_TEXT PASSAGE_.

—————

Written by Gregory Agnone, director of captive business development at Midwest Employers Casualty.
Imagine having tomorrow’s newspaper today. What would you do with that information? Think about the possibilities: prevent crime, pick stock market movers, play the lottery, bet on sports scores, prevent impending disasters. The possibilities are endless. Although not exactly the same, this is the power that we possess through predictive analytics in the age of big data.
Over the past few months, I have had the pleasure of speaking on captive conference panels from CICA in Tucson, AZ to the Connecticut Captive Annual Collaborative in Hartford, CT discussing this topic with believers, sceptics, and those just starting to grasp the concept. The premise of predictive analytics is the ability to predict future outcomes with reasonable certainty using data compiled from past experience.
The insurance industry is a data-rich environment. Most well-established companies have decades of results from which to draw relevant data. Data exists in various disciplines, from marketing through underwriting and claims.
Let’s focus on workers’ compensation claims handling as an example of the use of predictive analytics in the captive arena. One goal of every captive is to reduce overall claims. Reducing claims has a far-reaching ripple effect that in time will reduce the total cost of risk and improve the captive’s value regarding standard market options.

—————

(Collected data)
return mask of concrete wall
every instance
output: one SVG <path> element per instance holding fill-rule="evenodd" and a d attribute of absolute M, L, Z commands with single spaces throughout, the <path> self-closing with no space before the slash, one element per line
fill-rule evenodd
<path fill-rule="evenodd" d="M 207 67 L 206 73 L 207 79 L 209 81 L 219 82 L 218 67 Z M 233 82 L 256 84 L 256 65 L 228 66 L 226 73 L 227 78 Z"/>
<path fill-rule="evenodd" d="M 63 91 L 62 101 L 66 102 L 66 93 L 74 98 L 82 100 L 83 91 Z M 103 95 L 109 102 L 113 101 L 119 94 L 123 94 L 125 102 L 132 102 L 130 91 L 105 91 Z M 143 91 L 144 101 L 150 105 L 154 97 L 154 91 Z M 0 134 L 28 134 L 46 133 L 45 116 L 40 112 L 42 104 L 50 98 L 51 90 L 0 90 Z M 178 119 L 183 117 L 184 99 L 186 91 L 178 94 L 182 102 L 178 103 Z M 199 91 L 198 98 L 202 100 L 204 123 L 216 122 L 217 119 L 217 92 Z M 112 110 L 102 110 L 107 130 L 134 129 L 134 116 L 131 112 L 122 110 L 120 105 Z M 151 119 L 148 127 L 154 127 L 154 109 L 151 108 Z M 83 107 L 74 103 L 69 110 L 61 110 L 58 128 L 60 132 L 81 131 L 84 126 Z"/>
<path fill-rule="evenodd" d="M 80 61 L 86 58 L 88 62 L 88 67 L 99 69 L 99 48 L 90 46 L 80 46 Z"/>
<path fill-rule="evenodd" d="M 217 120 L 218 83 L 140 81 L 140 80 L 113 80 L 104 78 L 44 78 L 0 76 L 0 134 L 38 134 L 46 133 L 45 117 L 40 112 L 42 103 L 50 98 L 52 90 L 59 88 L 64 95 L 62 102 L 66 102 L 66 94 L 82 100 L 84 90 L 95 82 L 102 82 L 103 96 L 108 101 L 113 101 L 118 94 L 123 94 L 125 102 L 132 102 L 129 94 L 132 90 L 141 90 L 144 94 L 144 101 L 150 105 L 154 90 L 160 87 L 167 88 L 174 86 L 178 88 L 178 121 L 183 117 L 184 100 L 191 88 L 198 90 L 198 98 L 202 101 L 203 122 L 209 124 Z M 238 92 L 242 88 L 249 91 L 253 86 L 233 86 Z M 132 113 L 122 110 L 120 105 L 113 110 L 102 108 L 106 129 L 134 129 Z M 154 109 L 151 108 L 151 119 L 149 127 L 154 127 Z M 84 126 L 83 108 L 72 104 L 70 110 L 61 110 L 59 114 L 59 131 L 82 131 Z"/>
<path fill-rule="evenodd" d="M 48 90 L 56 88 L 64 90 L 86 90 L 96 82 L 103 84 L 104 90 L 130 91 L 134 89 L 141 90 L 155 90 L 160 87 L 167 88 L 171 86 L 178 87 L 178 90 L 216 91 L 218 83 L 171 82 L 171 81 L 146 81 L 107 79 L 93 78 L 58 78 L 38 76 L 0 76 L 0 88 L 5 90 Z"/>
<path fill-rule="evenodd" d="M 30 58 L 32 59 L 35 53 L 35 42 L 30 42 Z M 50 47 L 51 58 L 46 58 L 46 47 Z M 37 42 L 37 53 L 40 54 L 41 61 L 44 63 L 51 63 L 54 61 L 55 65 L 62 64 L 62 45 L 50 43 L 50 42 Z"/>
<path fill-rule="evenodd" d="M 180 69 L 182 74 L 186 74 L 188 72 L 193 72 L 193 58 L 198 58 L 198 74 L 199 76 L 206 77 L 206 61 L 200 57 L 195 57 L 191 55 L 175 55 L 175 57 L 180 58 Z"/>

—————

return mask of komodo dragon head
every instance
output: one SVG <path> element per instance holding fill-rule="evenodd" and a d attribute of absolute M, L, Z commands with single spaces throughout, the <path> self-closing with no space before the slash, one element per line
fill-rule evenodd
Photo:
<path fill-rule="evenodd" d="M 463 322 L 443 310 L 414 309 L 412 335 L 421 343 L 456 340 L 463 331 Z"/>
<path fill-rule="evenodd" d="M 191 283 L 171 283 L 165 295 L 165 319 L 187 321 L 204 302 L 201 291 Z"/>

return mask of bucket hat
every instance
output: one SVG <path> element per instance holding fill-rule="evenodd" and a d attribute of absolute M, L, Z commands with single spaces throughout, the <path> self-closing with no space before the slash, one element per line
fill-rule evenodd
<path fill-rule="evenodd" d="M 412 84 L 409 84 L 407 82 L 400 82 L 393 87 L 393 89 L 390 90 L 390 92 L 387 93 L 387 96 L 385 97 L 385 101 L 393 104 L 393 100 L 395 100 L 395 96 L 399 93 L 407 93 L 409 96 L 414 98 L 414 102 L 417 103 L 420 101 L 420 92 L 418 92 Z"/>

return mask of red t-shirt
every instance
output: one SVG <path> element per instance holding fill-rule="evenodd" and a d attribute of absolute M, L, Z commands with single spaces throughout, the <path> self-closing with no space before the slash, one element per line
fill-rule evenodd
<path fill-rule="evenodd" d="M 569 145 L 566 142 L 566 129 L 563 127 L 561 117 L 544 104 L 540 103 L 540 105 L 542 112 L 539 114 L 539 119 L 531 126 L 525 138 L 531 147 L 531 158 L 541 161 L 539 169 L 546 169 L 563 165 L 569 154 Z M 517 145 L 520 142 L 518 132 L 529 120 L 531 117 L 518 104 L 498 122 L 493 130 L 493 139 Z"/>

—————

_EXERCISE REQUIREMENTS_.
a - According to the predictive analytics article, what is one goal of every captive?
b - Please copy word for word the part of the predictive analytics article that opens with the words containing "The insurance industry" and closes with "underwriting and claims.".
c - Write the next part of the article on predictive analytics in captive insurance, picking up after its last sentence.
The entries are separate material and have nothing to do with the article.

_ANSWERS GIVEN_.
a - One goal of every captive is to reduce overall claims.

b -
The insurance industry is a data-rich environment. Most well-established companies have decades of results from which to draw relevant data. Data exists in various disciplines, from marketing through underwriting and claims.

c -
Predictive analytics uses variables specific to each claim to predict the possibility that a relatively small claim may become a difficult to manage migratory claim. My survey of carriers and third-party administrators using predictive analytics shows that the number of variables ranges from 20-48. Some of the variables include: body part injured, age, gender, current pharmaceuticals used, previous injuries, and PTSD along with co-morbidity factors such as obesity, hypertension, and diabetes. These attributes are fed into the model, which then scores each claim based on the variables. Scores that exceed a targeted benchmark are then “red-flagged” to trigger further review and intervention.
It is important at this stage to realize that predictive analytics is a tool and should be used as such. Without putting the new tool in the hands of a qualified professional, predictive analytics are just numbers on a report.
Further intervention often takes the form of introducing a claims specialist. The designated claims specialist handles pharmaceutical management, nurse attention, and rehabilitation. In other words, a treatment path designed to obtain an overall better claims outcome will get the injured employee back to work, away from opioid addiction, and improve the insured’s claims experience ultimately resulting in lower pricing.
Following the positive handling of claims using predictive analytics as a tool could lower future loss forecasting. Shortening the time to close claims should result in lower loss development factors and more certainty in the level of ultimate claims. As a result, lower loss funds will result in lower overall variable expenses such as commission payable, loss control, TPA fees, fronting fees, and reinsurance. This is due to these expenses often being pegged as a percentage of premium which has been reduced as the severity of losses is reduced. Taking this ripple effect a little further, the reduction of collateral needed and the release of dividends should follow as actuaries become more confident that loss development will not erode profitability.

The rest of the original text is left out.